Written problem:
Pull out each line in the items below that contains the word "wall". Case counts.

******************************

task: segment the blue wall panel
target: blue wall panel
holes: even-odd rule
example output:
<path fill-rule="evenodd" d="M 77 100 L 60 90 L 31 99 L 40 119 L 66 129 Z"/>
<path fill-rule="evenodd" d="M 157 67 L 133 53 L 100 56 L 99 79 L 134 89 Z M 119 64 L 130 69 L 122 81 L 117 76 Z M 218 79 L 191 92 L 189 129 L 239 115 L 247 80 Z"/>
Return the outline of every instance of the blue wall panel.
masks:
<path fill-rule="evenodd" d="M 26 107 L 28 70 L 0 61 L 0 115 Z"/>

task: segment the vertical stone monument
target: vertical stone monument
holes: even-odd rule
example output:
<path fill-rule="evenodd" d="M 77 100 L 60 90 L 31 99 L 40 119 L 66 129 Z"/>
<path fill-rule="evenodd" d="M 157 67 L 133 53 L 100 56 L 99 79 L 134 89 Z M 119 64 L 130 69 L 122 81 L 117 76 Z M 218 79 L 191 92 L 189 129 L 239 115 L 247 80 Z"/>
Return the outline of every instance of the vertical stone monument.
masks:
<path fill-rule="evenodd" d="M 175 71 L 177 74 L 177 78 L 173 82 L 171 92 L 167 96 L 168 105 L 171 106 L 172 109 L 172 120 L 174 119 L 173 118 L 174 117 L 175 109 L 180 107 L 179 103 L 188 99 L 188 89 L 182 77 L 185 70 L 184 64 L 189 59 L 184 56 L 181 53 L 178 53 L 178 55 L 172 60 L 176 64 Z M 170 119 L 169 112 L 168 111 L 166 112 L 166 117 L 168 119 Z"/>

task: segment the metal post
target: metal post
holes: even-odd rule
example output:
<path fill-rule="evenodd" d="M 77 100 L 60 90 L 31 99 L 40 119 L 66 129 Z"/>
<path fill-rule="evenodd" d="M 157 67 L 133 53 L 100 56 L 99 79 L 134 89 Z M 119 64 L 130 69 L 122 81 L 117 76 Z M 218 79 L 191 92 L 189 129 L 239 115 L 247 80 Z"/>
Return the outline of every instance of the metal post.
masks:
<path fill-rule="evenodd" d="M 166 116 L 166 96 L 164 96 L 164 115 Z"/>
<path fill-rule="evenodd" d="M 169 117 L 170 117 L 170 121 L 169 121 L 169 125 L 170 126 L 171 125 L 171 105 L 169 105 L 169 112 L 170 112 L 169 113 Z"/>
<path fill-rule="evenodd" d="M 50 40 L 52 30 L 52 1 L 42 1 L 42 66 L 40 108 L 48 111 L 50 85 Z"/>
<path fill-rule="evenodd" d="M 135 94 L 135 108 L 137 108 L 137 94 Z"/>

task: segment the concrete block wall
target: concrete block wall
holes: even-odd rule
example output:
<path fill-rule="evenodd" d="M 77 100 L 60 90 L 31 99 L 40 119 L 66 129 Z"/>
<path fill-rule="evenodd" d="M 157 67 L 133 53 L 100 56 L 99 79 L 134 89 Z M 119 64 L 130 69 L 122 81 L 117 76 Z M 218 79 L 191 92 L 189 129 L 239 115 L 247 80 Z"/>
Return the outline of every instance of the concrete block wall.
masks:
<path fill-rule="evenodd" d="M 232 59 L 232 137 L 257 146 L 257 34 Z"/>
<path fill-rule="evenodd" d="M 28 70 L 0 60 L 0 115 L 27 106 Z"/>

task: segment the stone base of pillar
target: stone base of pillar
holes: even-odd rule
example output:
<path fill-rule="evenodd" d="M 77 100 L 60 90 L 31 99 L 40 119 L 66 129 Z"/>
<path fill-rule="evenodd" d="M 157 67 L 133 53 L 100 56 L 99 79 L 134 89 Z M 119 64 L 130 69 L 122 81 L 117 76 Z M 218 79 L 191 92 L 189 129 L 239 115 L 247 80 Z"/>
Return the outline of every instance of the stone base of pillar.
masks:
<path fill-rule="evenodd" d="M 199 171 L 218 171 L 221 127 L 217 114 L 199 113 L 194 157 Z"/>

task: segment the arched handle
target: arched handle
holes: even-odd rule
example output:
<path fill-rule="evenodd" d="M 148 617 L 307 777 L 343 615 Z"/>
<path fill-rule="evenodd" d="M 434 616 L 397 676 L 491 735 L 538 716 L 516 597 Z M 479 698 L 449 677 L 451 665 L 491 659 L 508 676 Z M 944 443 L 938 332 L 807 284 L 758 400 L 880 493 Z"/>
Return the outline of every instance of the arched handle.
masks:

******************************

Solution below:
task: segment the blue wall panel
target: blue wall panel
Return the outline of every instance of the blue wall panel.
task: segment the concrete block wall
target: concrete block wall
Return the outline of every instance of the concrete block wall.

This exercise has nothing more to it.